Petunjuk Tugas: Dalam teks tentang semangat intelektual berideologi kiri di bawah, buku terbitan penerbit mana yang disebut sebagai kunci untuk menggairahkan semangat intelektual dalam berpikir?

Semangat Intelektual Berideologi Kiri
Tidak semua buku dapat dibaca, tapi jikalau kita mau ambil satu akar filosofis yang mampu menggairahkan semangat intelektual dalam berpikir maka buku-buku terbitan dari penerbit Resist Book Yogya adalah kuncinya.
Saya tak ingin cepat-cepat memberi keputusan tanpa pertimbangan yang matang karena sepengalaman saya yang tak bermaksud meninggi telah membaca ratusan buku kiranya penting untuk berbagi pengalaman membaca buku-buku berat nan sejuk untuk generasi millenial masa kini.

(Catatan dataset tentang lokasi objek)
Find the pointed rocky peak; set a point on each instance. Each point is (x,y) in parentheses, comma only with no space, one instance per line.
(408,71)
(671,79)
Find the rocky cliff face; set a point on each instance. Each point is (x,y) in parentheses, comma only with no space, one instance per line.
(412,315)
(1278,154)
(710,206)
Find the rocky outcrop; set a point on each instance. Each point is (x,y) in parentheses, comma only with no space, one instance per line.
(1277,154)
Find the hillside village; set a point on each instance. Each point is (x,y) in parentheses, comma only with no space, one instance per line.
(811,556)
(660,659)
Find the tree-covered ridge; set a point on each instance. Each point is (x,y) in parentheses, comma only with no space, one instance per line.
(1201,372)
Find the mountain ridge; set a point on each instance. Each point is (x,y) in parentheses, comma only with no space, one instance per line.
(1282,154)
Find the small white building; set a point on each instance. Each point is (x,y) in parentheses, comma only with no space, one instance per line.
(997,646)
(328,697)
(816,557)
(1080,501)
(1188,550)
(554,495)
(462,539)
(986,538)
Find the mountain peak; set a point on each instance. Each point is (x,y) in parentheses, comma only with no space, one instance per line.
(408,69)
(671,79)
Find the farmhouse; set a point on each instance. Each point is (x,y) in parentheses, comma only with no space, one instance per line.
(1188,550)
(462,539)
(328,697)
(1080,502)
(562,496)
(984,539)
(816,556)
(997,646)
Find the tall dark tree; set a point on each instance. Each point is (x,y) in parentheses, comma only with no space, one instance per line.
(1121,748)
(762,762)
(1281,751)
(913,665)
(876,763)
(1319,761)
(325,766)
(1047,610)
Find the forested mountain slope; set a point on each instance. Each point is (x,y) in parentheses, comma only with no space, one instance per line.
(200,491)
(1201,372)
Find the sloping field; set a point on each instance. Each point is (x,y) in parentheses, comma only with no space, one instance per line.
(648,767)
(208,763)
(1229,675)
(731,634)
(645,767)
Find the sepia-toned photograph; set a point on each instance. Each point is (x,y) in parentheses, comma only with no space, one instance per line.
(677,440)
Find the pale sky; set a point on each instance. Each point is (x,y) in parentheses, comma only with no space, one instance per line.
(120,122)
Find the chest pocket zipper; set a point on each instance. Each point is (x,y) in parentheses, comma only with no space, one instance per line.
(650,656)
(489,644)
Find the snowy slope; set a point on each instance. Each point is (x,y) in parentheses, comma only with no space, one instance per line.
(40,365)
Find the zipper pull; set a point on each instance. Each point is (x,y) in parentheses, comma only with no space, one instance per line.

Jawaban Tugas Ini: Penerbit Resist Book Yogya.